> TEXT SECTION:
Early in the film, the struggling writer can barely comprehend the city around him, the architecture especially. He floats through a museum speechless, not in wonder but in a certain detachment. Yet towards the end of the film there is a significant moment in which the writer (Of a book called The Human Apparatus, a line lifted from Virginia Woolf’s novel To the Lighthouse) begins to connect with the city. And this is only because of the looming influence of the postmodern world around him. A young artist sticks thousands of Polaroid photos – a portrait for everyday of his life thus far, from innocent infant to rugged adult - onto a wall of an archaic Roman building. What could be considered a jarring mix of archaism and new technology - a wonderful example of what Baudrillard defined as the hyperreal, a shiny new surface atop the burnt out old world – is actually viewed as a great beauty in the eyes of Jep. In the most famous scene of La Dolce Vita, Sylvia throws herself into the city with exuberance, leaping into the Fontana Di Trevi, becoming one with Rome’s architecture. Jep, however, now interacts with the city only through the lens of postmodernism.



Yet, Jameson argues:

I am proposing the notion that we are here in the presence of something like a mutation in built space itself. My implication is that we ourselves, the human subjects who happen into this new space, have not kept pace with that evolution; there has been a mutation in the object, unaccompanied as yet by any equivalent mutation in the subject; we do not yet possess the perceptual equipment to match this new hyperspace, in part because our perceptual habit were formed in that older kind of space I have called the space of high modernism.

> ASSIGNED TASK A: Duplicate the essay on the film, starting at "I am proposing" and ending at "of high modernism.".
> ASSIGNED TASK B: Go on with the essay on the film from the point where its text stops.

> DATASET:
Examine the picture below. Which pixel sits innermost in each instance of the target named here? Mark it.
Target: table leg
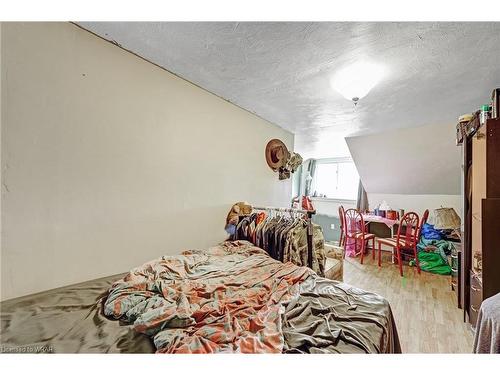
(392, 251)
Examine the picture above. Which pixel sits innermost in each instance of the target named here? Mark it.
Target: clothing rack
(309, 226)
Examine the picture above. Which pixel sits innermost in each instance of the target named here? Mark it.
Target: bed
(231, 298)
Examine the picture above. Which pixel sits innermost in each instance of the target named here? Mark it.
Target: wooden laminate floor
(424, 306)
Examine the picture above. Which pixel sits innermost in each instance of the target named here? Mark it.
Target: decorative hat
(276, 154)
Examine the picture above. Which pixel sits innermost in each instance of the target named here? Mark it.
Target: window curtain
(362, 202)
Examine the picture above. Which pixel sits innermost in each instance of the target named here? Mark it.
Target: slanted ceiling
(422, 160)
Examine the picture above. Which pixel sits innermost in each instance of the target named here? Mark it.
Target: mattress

> RESPONSE BOX A:
I am proposing the notion that we are here in the presence of something like a mutation in built space itself. My implication is that we ourselves, the human subjects who happen into this new space, have not kept pace with that evolution; there has been a mutation in the object, unaccompanied as yet by any equivalent mutation in the subject; we do not yet possess the perceptual equipment to match this new hyperspace, in part because our perceptual habit were formed in that older kind of space I have called the space of high modernism.

> RESPONSE BOX B:
He believes that those, like Jep, relics of the old world, those who have practiced a blind rejection of the postmodern transformation, will perhaps never be able to fully mutate like the built space around them. However, as a member of the younger generation who has presumably grown up with this transformation has done, is almost force this mutation by blanketing Jep’s world in that of the postmodern. The metamorphosis occurs right in front of his eyes. And in this process Jep finds beauty. Perhaps because Jep sees present and past in these photos of a young boy slowing growing into a man, he is more willing to witness his own transformation, and that of the city. Jep’s new perception of the world and of Rome is henceforth associated with how people make him see the city and its architecture differently. The artist made him acknowledge an ancient wall using modern technology. Later, a magician surreally places a giraffe in the middle of a ruin for a magic show called The Disappearing Giraffe. When Jep asks him how he will do it, the magician simply says, “It’s just a trick.”



Richard Meier, abstract artist and architect, once said, “Rome has not seen a modern building in more than half a century. It is a city frozen in time.” Whilst his first sentence may be true, his second is surely not. Just because the city’s architecture remains the same, it does not mean our perception of it will stagnate too. It can mutate and transform before us, as we gaze on through tinted eyes. And whist the city is always likely to be in the throes of metamorphosis – Augustus, first emperor of the Roman Empire, famously said: “I found Rome a city of bricks and left it a city of marble” – this transformation is perhaps becoming less physical, less objectively true. More and more, our perception of a city will change according to our reaction to a cultural or secondary personal experience. Just as Jep Gambardella’s did when he witnessed a lifetime of change against something he thought never would. Polaroids on a wall. A giraffe amongst ruins. Yes, it’s just a trick.